### [SELECTED EXCERPT]
But the new deal comes with a couple of catches. It only applies to customers who order the service online, and it also requires people to subscribe to one of the company's local phone service plans, which start around $10 per month.
AT&T and Verizon Communications have successfully used price cuts over the year to lure customers away from dial-up access onto their broadband services. Last summer, AT&T (then SBC Communications) was the first of the two large phone companies to reduce the price dramatically--to $14.99 for the first year of service. Verizon followed a few months later with a new tier of service offering 768kbps downloads for $14.95 per month.
The price-cutting strategy has worked well for the phone companies, as they have each racked up record levels of new DSL subscribers in the months following the new promotions.
Meanwhile, cable operators have resisted national price cuts on their service. Instead, these companies continue to compete on speed. They also push the value of their service bundles, which include high-speed Internet access, telephony and television.

### [DIRECTIVES]
(a) In the excerpt on broadband pricing, what monthly price did Verizon set for its tier offering 768kbps downloads?
(b) Reproduce the excerpt on broadband pricing from "AT&T and Verizon" up to and including "telephony and television.".

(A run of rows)
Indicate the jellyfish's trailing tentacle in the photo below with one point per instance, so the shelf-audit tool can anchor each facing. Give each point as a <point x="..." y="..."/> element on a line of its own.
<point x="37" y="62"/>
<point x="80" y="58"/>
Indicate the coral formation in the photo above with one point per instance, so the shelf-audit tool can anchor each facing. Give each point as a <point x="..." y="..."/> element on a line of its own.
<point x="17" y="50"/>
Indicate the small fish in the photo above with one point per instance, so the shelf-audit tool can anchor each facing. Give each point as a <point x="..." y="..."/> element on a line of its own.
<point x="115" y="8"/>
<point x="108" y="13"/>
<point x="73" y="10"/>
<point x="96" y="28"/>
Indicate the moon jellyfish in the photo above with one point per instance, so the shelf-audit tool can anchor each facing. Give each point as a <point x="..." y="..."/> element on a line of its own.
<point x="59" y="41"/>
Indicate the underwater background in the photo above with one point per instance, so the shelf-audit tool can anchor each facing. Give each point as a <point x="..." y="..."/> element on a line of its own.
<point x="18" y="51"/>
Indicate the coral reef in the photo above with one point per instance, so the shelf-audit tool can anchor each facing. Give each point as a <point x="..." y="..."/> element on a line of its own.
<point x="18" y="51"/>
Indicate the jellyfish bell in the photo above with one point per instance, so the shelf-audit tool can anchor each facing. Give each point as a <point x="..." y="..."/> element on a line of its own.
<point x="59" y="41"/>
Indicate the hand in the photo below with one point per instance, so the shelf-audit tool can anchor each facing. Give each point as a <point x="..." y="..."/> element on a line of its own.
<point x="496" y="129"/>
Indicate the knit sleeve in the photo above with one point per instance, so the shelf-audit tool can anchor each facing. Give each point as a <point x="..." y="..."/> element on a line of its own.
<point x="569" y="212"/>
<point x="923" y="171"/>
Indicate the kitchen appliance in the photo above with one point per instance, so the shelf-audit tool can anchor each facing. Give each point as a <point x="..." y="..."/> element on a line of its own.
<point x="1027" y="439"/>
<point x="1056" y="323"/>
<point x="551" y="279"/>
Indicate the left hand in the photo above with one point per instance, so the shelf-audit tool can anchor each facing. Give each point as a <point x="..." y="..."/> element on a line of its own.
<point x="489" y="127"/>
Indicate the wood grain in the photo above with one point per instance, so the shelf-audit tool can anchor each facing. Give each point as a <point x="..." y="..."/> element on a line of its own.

### [ANSWERS GIVEN]
(a) $14.95 per month.

(b)
AT&T and Verizon Communications have successfully used price cuts over the year to lure customers away from dial-up access onto their broadband services. Last summer, AT&T (then SBC Communications) was the first of the two large phone companies to reduce the price dramatically--to $14.99 for the first year of service. Verizon followed a few months later with a new tier of service offering 768kbps downloads for $14.95 per month.
The price-cutting strategy has worked well for the phone companies, as they have each racked up record levels of new DSL subscribers in the months following the new promotions.
Meanwhile, cable operators have resisted national price cuts on their service. Instead, these companies continue to compete on speed. They also push the value of their service bundles, which include high-speed Internet access, telephony and television.